READING TEXT:
-------

The Texas American Federation of Teachers filed the lawsuit January 6 in U.S. District Court in Austin, naming Education Commissioner Mike Morath and the Texas Education Agency as defendants. The directive didn’t define those terms. It didn’t require any showing that the posts disrupted school operations. It told districts to start filing complaints.

What followed was predictable: a flood of reports, most anonymous, submitted through a state hotline. Local school boards, uncertain about what the vague policy required and facing pressure from officials, began firing and suspending teachers. Some educators deleted their social media accounts entirely. Others stopped posting anything remotely political, afraid that a comment on current events might cost them their career.

The State’s Directive

Some educators posted commentary about Kirk’s death. The posts varied widely. Some criticized Kirk’s political positions. Some expressed what could be called schadenfreude. Others asked questions about the circumstances of his assassination or commented on what they saw as irony in how he died.

The directive didn’t define what counted as “vile.” It didn’t explain what distinguished protected political commentary from punishable speech. It didn’t require any evidence that posts had disrupted school operations or affected a teacher’s ability to do their job—the standard that decades of First Amendment case law demands before government employers can discipline speech.

The result was chaos. While the Texas Education Agency insists no state-level sanctions have been imposed yet, local school districts, responding to Morath’s directive and the resulting complaint avalanche, fired teachers, suspended them, placed them on administrative leave, and issued formal reprimands that will follow them for the rest of their careers.

Four Educators Under Investigation

The lawsuit describes four specific educators—identified anonymously because some have received death threats—who faced severe consequences for posts the union argues were constitutionally protected political speech made on personal accounts during non-working hours.

Two other teachers remain under investigation for posts that criticized Kirk’s public statements about Black Americans, immigrants, women, and LGBTQ individuals—political commentary that would normally fall within First Amendment protections when directed at a public figure.

Some teachers were doxed, their personal information and home addresses published online, leading to death threats against them and their families.

Teachers who lose their jobs this way risk losing their teaching licenses permanently.

The Constitutional Argument

The union’s legal theory is straightforward: officials violated educators’ First Amendment rights by retaliating against them for expressing opinions as private citizens on matters of public concern.

-------

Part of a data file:
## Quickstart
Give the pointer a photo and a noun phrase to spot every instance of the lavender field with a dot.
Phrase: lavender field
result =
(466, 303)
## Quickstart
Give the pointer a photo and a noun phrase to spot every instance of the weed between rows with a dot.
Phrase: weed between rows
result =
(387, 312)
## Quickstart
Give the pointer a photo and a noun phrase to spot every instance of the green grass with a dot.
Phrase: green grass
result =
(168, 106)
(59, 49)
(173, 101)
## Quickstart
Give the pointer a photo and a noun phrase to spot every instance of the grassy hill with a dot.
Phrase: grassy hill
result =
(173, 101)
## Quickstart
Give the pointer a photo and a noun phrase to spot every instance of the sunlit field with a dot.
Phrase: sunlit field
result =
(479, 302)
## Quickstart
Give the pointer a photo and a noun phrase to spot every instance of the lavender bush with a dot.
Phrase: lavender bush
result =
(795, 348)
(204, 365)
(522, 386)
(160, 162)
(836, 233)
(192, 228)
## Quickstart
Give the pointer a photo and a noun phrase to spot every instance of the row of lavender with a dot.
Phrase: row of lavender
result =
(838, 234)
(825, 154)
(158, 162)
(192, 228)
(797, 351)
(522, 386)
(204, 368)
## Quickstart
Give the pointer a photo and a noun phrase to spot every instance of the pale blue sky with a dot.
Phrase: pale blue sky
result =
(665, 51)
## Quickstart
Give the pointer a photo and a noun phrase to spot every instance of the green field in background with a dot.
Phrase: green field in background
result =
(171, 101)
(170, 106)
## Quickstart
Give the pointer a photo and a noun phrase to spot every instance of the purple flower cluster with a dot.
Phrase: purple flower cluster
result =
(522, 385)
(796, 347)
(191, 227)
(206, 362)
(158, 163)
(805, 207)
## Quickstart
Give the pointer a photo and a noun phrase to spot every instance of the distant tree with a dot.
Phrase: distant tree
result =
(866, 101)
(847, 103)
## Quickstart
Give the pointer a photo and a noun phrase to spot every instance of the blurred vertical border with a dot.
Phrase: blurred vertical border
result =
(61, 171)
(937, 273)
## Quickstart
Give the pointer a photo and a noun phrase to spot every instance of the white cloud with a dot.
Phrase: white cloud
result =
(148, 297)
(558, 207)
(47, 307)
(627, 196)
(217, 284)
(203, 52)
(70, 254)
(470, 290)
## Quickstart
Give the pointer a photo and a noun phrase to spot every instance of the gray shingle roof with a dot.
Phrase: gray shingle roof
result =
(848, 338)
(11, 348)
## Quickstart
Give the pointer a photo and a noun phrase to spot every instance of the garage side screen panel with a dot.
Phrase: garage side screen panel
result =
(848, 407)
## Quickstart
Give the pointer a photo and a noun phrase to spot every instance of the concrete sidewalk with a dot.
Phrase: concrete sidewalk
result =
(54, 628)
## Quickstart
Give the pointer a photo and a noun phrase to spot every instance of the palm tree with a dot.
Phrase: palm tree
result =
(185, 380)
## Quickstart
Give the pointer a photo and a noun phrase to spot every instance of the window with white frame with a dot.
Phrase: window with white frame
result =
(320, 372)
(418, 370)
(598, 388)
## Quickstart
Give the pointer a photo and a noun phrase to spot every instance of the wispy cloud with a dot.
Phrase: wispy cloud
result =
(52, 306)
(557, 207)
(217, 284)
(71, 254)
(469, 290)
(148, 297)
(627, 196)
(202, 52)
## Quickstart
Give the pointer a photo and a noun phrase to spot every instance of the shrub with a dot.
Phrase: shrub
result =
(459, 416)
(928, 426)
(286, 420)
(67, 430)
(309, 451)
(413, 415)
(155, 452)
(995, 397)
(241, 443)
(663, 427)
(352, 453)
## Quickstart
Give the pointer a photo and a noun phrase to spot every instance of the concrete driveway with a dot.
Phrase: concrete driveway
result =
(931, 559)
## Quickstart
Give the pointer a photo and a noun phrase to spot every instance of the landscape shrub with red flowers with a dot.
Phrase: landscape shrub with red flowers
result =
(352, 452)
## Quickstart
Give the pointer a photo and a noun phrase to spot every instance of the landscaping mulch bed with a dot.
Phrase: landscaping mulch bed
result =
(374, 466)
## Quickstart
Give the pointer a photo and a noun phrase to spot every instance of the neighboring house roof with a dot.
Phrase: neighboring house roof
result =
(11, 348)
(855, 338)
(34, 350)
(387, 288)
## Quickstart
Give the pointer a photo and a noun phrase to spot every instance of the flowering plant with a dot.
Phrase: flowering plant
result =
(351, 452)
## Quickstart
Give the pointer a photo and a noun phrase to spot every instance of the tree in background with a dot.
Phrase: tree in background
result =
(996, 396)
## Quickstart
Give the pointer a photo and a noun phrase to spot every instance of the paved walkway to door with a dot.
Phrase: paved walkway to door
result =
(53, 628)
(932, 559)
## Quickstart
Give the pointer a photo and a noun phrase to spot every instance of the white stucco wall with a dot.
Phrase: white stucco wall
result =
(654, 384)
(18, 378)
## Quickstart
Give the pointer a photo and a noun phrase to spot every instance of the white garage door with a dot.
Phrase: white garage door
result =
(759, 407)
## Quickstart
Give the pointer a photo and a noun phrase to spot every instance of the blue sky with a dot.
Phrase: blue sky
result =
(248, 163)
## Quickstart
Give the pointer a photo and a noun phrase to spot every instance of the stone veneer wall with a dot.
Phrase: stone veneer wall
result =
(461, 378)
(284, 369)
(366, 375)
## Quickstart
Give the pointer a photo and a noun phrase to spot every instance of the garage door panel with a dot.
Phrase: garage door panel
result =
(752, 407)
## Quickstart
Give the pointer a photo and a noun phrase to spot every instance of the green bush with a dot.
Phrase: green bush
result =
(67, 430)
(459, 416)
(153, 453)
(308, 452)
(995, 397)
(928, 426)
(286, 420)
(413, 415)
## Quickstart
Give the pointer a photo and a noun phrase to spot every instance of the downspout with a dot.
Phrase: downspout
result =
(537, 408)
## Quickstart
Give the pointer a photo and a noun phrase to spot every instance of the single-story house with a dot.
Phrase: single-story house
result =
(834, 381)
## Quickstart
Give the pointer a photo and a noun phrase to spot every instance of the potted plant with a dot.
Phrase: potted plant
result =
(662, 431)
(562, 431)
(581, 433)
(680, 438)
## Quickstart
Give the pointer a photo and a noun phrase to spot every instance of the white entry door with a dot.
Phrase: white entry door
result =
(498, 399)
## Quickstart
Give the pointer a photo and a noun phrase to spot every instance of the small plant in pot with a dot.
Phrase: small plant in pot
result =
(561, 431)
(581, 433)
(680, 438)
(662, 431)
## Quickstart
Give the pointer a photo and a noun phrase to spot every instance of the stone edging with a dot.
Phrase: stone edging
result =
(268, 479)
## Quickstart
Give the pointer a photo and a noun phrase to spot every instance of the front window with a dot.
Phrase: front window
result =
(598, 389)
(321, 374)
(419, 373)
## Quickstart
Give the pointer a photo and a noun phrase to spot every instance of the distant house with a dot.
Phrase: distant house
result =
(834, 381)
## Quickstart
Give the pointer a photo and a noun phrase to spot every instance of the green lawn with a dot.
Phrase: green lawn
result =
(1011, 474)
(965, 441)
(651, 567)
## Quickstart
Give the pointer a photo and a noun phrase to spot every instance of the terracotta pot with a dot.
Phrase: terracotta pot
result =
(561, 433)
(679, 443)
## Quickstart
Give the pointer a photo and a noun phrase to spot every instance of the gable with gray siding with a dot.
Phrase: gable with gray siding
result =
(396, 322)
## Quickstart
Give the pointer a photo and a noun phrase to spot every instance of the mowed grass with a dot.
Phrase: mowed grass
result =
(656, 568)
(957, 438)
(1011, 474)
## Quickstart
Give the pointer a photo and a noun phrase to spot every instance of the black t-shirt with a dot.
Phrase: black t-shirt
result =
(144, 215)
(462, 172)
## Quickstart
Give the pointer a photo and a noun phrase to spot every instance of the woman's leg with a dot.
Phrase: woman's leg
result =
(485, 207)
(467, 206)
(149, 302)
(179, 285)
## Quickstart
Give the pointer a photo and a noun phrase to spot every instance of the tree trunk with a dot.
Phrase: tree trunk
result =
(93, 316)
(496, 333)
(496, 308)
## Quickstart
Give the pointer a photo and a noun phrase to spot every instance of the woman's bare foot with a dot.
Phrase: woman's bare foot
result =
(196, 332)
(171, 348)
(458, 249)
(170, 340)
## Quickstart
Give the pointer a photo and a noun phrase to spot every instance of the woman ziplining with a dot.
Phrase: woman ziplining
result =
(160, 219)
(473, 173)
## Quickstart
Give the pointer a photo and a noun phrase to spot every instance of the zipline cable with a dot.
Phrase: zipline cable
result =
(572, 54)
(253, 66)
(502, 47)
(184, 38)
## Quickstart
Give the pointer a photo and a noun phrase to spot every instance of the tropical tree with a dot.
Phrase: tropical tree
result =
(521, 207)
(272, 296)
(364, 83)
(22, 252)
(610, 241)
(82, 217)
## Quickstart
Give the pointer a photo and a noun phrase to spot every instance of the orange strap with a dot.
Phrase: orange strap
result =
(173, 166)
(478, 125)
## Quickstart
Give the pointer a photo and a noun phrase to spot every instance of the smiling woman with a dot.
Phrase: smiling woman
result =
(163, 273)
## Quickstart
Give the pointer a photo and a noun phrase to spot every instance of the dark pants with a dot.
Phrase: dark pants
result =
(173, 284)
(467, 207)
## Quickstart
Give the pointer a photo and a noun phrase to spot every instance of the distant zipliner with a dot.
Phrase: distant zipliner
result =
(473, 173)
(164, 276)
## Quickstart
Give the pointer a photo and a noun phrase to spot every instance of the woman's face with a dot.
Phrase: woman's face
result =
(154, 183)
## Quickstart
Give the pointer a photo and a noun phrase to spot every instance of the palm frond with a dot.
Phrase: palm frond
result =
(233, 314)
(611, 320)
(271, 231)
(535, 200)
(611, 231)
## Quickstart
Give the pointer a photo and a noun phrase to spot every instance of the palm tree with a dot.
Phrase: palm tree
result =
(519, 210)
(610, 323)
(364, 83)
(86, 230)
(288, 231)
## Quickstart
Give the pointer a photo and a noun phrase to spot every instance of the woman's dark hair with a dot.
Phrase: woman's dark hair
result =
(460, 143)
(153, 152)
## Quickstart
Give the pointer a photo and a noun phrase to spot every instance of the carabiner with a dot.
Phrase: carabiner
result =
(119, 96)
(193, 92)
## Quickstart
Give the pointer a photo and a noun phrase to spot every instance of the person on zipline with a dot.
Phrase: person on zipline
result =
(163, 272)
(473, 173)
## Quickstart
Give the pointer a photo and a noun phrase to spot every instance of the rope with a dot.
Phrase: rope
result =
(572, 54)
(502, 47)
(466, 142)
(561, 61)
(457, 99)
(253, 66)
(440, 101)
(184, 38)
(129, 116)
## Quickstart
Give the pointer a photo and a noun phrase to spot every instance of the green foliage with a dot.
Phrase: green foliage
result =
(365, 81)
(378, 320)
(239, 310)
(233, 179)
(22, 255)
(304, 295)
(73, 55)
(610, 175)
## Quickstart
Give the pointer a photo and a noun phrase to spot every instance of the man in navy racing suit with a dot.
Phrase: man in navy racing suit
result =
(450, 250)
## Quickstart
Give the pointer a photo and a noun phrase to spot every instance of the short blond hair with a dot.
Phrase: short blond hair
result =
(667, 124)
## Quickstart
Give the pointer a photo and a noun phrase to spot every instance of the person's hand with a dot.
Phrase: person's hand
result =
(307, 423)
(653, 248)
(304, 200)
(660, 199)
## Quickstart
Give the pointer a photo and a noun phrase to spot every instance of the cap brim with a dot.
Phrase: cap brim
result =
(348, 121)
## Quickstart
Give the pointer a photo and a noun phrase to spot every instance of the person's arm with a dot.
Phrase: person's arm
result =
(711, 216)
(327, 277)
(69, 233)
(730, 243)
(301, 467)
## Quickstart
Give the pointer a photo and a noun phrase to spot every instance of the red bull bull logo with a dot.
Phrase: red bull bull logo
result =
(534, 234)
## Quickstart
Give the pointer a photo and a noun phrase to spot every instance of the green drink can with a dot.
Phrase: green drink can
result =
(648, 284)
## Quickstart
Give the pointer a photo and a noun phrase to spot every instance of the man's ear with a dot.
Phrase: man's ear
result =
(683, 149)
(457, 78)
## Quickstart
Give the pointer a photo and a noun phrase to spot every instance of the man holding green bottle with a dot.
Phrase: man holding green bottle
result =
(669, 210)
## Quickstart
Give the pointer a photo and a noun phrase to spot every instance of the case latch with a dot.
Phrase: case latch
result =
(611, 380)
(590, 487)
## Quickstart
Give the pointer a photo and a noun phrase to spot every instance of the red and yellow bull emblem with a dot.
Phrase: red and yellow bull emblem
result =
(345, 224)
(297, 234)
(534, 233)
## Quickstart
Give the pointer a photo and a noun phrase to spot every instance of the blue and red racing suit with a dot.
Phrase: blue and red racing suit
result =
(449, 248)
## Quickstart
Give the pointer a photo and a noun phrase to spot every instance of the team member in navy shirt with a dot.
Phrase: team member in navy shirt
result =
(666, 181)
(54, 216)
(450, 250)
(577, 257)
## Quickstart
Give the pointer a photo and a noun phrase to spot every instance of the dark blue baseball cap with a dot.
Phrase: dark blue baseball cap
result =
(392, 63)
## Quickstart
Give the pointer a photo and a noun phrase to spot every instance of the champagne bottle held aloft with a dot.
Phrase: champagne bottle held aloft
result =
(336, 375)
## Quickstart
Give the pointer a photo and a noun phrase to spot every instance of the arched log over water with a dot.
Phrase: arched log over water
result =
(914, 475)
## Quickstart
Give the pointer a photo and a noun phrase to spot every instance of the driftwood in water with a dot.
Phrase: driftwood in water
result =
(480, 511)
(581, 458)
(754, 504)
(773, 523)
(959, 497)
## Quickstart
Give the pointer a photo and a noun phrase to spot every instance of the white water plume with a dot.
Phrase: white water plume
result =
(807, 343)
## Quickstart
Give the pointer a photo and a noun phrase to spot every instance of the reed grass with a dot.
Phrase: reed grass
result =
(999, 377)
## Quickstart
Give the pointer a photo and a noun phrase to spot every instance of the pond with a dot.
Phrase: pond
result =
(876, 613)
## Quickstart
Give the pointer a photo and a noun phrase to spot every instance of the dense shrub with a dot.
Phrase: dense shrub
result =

-------

DIRECTIVE 1: According to the lawsuit article, where and on what date did the Texas American Federation of Teachers file its lawsuit?
DIRECTIVE 2: For each statement, say yes or no depending on whether the lawsuit article agrees with it, and quote the words that decide it. (a) The lawsuit names Education Commissioner Mike Morath as a defendant. (b) The directive defined what counted as "vile." (c) The lawsuit identifies the four educators by name.
DIRECTIVE 3: Translate this sentence from the lawsuit article into Spanish: "Teachers who lose their jobs this way risk losing their teaching licenses permanently."

TASK ANSWER 1: It was filed January 6 in U.S. District Court in Austin.

TASK ANSWER 2:
(a) Yes: "naming Education Commissioner Mike Morath and the Texas Education Agency as defendants"
(b) No: "The directive didn’t define what counted as “vile.”"
(c) No: "identified anonymously because some have received death threats"

TASK ANSWER 3: Los maestros que pierden su empleo de esta manera corren el riesgo de perder sus licencias de enseñanza de forma permanente.